## Exercise prompt
Scan the entries below for the string "dense" and copy every line where it turns up.
(Beginning of Data supplied)
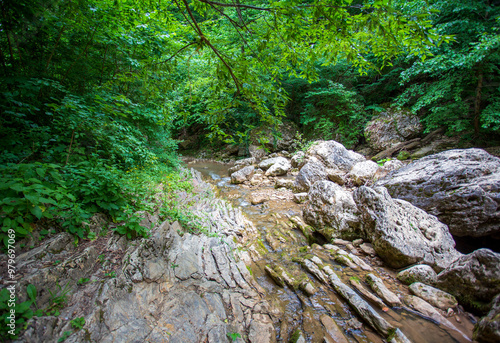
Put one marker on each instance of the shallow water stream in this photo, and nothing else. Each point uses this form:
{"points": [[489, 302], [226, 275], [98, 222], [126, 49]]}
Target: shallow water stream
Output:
{"points": [[281, 244]]}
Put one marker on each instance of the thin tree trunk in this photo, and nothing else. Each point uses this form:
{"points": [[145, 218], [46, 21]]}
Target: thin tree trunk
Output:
{"points": [[477, 102], [54, 49], [79, 56]]}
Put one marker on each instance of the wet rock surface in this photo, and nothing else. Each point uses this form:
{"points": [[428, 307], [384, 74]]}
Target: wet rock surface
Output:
{"points": [[275, 279], [401, 233], [488, 329], [391, 128], [460, 187], [474, 279]]}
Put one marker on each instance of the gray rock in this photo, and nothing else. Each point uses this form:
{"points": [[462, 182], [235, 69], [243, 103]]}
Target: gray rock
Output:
{"points": [[275, 139], [434, 296], [311, 172], [280, 167], [488, 328], [378, 286], [363, 172], [460, 187], [334, 155], [284, 183], [401, 233], [367, 248], [332, 210], [333, 330], [366, 312], [298, 160], [419, 273], [269, 162], [390, 128], [259, 198], [393, 165], [474, 279], [242, 175]]}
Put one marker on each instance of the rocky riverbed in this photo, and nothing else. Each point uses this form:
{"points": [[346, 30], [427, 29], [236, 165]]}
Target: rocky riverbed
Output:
{"points": [[313, 247]]}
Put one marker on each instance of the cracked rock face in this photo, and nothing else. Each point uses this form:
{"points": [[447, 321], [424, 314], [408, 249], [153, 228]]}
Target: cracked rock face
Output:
{"points": [[391, 128], [334, 155], [170, 287], [332, 210], [474, 279], [461, 187], [401, 233]]}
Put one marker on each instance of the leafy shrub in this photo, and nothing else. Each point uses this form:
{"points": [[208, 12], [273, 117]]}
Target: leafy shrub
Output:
{"points": [[334, 113]]}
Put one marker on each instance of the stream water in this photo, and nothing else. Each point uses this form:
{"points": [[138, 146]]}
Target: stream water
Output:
{"points": [[282, 245]]}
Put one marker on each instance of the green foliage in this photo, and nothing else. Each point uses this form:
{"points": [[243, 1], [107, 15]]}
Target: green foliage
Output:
{"points": [[14, 314], [233, 336], [334, 113], [77, 323]]}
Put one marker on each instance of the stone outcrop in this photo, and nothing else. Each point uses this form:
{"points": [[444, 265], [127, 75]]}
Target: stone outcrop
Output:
{"points": [[391, 128], [488, 329], [311, 172], [401, 233], [174, 286], [434, 296], [363, 172], [332, 210], [460, 187], [275, 140], [275, 166], [474, 279], [419, 273], [334, 155], [242, 175]]}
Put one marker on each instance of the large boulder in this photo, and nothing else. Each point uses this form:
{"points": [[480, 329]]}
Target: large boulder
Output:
{"points": [[401, 233], [334, 155], [240, 164], [474, 279], [419, 273], [391, 128], [311, 172], [460, 187], [332, 210], [362, 172], [488, 329], [275, 166], [243, 174]]}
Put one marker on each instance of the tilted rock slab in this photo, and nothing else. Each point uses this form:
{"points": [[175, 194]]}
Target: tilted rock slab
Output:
{"points": [[433, 296], [474, 279], [461, 187], [242, 175], [171, 287], [363, 172], [311, 172], [391, 128], [419, 273], [488, 329], [401, 233], [332, 210]]}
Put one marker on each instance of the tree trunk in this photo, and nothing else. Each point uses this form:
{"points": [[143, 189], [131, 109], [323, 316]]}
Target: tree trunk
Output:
{"points": [[477, 101]]}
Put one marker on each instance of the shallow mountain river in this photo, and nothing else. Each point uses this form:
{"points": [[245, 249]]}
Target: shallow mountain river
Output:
{"points": [[312, 304]]}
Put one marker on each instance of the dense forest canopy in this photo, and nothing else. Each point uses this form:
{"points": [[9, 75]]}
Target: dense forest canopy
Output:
{"points": [[93, 94]]}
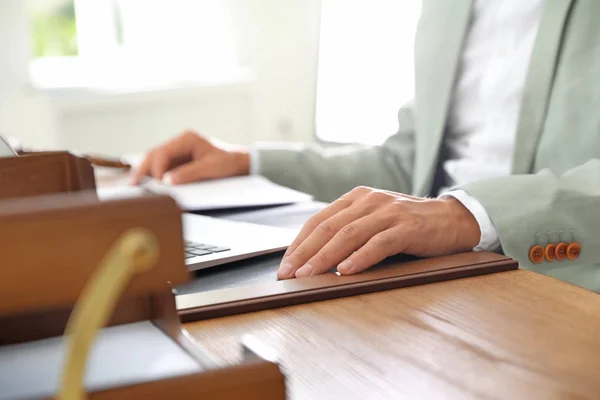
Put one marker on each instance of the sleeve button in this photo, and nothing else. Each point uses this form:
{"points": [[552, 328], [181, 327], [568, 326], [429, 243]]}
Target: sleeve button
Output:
{"points": [[573, 251], [536, 254]]}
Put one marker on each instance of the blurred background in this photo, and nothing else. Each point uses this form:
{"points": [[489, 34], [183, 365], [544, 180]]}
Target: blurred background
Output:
{"points": [[121, 76]]}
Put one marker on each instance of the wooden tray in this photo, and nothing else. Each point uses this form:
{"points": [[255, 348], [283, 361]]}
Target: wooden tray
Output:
{"points": [[390, 275]]}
(End of Data supplied)
## Response box
Put one marker on each instance of the dense forest canopy in this photo, and nothing else. Each point uses this form:
Target: dense forest canopy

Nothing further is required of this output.